(Labeled-object pointing entries)
-------

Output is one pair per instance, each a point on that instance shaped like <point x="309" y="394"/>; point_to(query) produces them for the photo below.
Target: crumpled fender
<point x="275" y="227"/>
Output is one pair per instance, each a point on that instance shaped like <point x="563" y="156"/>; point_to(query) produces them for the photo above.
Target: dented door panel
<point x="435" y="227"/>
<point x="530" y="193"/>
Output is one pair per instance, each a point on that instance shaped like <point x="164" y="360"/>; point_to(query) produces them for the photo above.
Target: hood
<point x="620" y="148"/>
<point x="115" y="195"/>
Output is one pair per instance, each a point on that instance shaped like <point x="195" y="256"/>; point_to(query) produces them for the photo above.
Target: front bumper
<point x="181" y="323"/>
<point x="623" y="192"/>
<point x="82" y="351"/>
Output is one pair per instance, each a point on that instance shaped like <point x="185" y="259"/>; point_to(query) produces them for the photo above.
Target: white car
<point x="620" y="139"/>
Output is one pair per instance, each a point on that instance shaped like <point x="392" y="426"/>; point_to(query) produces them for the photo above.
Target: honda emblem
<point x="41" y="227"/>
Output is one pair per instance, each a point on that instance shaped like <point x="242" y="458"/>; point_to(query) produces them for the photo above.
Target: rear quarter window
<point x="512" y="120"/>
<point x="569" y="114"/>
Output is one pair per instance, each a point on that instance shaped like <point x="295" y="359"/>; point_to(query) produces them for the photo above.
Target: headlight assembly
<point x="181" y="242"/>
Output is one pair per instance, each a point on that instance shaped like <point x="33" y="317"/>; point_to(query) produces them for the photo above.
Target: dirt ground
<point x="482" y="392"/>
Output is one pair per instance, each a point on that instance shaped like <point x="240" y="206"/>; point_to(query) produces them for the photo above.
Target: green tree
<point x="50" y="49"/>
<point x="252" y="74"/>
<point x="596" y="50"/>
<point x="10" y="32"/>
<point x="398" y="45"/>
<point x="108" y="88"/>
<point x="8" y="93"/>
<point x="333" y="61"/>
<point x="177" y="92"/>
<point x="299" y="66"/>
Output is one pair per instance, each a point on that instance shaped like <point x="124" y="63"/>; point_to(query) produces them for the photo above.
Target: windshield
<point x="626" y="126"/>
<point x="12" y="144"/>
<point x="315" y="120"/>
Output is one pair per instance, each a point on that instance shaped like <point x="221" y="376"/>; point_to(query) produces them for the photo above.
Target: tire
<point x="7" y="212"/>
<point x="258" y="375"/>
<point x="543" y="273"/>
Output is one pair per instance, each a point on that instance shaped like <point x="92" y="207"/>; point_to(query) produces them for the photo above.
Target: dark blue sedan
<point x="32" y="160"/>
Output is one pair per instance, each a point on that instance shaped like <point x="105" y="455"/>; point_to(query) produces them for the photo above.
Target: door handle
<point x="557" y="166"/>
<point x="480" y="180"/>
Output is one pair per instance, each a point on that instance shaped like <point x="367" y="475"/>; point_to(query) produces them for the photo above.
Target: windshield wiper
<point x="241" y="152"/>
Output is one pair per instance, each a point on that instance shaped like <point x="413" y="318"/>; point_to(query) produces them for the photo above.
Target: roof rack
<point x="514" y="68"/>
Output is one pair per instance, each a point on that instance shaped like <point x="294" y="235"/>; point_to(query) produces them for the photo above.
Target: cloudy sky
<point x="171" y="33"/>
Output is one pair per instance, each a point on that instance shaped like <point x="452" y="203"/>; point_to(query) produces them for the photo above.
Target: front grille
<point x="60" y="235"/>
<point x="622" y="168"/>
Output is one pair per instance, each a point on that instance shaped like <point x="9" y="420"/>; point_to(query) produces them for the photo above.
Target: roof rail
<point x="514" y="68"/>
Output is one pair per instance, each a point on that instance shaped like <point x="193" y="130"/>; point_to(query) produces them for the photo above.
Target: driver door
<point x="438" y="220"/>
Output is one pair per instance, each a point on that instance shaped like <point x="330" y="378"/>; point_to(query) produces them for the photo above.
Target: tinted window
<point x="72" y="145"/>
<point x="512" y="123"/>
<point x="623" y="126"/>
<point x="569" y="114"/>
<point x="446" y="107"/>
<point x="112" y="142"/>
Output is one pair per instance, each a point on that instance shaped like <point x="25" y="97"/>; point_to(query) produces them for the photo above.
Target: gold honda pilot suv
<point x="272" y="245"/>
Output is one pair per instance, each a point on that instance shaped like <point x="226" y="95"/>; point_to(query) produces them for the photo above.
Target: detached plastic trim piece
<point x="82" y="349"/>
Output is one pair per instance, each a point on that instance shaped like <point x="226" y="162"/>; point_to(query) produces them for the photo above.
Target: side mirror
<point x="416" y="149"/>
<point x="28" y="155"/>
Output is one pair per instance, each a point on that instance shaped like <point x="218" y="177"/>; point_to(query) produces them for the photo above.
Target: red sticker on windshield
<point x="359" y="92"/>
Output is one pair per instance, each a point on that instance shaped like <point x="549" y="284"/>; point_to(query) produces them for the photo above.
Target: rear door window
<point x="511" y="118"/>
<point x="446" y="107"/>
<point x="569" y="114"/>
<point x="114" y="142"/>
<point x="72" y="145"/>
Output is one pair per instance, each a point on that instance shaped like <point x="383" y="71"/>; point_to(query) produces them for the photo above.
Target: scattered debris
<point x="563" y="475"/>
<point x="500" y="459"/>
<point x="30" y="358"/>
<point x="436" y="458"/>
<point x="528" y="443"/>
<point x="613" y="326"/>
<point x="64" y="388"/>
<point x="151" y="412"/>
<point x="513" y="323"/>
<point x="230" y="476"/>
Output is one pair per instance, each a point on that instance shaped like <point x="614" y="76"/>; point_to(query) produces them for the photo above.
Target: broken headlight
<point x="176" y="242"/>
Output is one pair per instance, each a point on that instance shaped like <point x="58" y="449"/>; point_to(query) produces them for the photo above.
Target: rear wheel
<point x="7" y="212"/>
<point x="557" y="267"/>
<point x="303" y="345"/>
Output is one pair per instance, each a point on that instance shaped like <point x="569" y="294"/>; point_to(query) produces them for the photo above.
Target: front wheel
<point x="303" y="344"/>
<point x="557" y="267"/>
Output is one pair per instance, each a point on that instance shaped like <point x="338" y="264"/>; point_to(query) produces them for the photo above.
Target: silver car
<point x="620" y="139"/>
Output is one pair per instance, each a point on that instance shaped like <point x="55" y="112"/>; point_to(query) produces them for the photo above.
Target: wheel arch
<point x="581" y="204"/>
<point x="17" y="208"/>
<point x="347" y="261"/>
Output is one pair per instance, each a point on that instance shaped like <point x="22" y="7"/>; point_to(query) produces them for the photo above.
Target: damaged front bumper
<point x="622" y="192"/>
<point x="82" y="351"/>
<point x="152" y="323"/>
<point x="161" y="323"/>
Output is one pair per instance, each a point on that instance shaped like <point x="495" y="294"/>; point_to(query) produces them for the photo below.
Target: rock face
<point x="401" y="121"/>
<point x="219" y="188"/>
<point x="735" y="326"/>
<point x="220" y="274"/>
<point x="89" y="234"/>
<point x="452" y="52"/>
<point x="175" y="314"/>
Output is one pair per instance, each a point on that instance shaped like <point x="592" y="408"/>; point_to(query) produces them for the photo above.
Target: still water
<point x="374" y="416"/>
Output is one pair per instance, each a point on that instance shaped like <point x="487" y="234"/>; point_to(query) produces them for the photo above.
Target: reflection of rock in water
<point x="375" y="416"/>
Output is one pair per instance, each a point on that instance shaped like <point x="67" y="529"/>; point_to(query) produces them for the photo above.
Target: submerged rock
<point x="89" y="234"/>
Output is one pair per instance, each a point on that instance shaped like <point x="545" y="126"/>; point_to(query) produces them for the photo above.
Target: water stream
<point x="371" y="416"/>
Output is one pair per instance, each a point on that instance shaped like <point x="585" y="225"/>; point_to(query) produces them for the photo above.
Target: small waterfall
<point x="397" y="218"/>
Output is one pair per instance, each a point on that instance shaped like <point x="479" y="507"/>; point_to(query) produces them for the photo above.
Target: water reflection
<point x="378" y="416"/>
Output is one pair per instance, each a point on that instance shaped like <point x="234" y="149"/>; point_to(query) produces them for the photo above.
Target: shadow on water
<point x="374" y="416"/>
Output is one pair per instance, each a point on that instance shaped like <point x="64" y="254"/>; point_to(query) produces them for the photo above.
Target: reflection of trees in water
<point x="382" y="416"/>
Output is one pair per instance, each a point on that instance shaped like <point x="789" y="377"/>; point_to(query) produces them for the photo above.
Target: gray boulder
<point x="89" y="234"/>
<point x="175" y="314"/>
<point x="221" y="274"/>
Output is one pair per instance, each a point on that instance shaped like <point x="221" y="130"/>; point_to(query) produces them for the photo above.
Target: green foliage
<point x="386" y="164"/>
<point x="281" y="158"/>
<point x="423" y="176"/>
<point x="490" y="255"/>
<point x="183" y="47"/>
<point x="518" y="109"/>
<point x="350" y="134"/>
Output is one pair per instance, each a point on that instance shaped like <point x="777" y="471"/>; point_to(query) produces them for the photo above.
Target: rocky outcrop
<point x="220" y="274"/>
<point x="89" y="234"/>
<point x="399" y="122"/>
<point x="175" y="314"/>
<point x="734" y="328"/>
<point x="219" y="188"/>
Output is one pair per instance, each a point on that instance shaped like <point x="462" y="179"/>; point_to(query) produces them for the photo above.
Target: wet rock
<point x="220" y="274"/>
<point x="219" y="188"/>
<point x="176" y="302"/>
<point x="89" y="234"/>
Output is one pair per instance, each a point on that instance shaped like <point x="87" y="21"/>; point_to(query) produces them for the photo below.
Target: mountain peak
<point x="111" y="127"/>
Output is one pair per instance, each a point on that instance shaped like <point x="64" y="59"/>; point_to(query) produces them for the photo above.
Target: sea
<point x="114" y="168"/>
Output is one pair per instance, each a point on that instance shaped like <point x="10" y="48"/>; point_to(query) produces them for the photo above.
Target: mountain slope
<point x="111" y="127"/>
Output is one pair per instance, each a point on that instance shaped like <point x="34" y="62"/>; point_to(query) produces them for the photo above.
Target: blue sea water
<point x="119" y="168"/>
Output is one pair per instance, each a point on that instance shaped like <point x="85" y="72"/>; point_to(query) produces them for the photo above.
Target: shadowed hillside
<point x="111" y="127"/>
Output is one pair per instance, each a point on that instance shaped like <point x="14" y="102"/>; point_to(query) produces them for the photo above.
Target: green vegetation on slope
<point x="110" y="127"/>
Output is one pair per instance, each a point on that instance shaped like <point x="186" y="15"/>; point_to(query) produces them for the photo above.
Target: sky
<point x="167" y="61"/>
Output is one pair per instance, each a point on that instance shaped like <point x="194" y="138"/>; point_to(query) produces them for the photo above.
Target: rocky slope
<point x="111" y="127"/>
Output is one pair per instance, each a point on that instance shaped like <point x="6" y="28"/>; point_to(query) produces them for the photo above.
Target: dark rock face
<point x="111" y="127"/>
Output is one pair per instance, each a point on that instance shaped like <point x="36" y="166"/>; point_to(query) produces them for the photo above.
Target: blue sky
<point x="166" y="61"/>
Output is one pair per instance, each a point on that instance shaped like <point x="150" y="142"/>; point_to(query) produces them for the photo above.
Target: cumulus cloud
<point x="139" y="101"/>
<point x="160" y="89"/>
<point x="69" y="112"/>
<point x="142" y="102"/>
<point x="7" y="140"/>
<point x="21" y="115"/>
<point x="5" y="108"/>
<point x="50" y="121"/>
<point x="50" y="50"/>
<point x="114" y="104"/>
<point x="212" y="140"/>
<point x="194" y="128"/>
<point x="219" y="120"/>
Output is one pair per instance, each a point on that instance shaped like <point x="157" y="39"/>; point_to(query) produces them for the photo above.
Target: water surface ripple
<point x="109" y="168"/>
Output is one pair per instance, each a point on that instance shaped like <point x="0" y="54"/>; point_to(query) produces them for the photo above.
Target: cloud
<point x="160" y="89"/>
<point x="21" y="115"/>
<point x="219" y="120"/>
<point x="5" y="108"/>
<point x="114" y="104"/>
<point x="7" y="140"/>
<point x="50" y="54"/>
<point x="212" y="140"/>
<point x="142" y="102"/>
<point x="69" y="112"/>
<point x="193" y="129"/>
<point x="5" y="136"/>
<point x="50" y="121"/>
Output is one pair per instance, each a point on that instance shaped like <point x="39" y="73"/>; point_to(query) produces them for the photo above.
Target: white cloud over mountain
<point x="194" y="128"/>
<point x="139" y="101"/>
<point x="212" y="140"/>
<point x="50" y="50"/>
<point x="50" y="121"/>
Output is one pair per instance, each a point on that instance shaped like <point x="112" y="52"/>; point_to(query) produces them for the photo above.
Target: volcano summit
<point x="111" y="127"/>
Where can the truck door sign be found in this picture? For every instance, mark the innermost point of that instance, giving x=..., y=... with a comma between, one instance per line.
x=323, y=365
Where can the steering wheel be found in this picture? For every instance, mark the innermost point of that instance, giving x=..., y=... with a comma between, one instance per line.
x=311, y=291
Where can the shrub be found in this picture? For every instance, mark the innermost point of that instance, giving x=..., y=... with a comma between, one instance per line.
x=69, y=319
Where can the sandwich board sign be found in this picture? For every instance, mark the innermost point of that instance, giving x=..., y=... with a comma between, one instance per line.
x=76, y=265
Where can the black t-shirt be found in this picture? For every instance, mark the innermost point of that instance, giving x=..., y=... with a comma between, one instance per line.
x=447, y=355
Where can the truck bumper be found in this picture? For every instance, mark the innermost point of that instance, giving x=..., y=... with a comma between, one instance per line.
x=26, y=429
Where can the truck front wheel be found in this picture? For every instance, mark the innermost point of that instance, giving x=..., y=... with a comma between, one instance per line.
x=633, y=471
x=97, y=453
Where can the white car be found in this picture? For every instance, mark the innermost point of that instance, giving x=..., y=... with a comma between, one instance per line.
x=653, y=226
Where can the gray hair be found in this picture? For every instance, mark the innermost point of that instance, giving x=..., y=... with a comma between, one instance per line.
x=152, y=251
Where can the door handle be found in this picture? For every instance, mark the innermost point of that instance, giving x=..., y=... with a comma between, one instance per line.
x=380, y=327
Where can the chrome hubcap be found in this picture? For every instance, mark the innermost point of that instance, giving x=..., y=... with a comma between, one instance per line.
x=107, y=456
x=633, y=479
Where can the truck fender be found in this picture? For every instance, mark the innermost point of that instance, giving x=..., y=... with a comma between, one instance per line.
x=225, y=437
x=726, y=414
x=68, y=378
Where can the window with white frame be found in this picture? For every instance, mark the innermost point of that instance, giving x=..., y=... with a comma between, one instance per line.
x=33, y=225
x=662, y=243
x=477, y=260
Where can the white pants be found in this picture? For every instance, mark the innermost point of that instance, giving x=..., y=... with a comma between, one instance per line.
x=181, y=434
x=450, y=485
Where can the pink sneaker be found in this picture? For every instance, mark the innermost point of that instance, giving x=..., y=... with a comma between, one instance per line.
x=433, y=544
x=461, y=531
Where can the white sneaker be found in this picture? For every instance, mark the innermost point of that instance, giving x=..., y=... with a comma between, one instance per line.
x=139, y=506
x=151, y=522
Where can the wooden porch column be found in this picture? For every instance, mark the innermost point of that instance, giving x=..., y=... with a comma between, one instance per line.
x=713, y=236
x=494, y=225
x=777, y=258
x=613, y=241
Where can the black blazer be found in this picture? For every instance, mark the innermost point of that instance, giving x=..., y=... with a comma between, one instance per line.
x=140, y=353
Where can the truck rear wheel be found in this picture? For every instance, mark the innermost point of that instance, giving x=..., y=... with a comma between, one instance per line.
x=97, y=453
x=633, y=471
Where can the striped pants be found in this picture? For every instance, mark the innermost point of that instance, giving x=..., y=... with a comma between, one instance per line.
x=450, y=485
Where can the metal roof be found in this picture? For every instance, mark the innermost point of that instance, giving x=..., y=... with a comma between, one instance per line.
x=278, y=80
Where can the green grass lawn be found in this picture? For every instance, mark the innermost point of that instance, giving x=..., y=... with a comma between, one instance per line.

-------

Could you edit the rows starting at the line containing "Where can the shrub" and ending at the line containing "x=653, y=226", changing "sandwich board sign" to "A-frame sign" and leaving everything else as it is? Return only those lines.

Where can the shrub be found in this picture? For every instance, mark the innermost point of that instance, giving x=..., y=... with a comma between, one instance per line.
x=69, y=319
Where can the A-frame sign be found in this picture? For every instance, mark the innermost point of that instance, giving x=..., y=... with a comma between, one instance per line.
x=76, y=265
Where can the black t-shirt be found in this picture? For every instance, mark the innermost point of that instance, giving x=..., y=... with a comma between, one instance per line.
x=447, y=355
Where can the truck bumper be found in this picture? For every instance, mark the innermost point of that instance, giving x=..., y=... with a comma between, one instance per line.
x=26, y=429
Where can the truck front wheel be found in this picture? For every instance, mark the innermost point of that instance, giving x=..., y=... with a comma between, one instance per line.
x=633, y=471
x=97, y=453
Where can the white car be found in this picture? For every instance, mark the innermost point of that instance, giving x=..., y=... with a comma between, one instance per line.
x=653, y=226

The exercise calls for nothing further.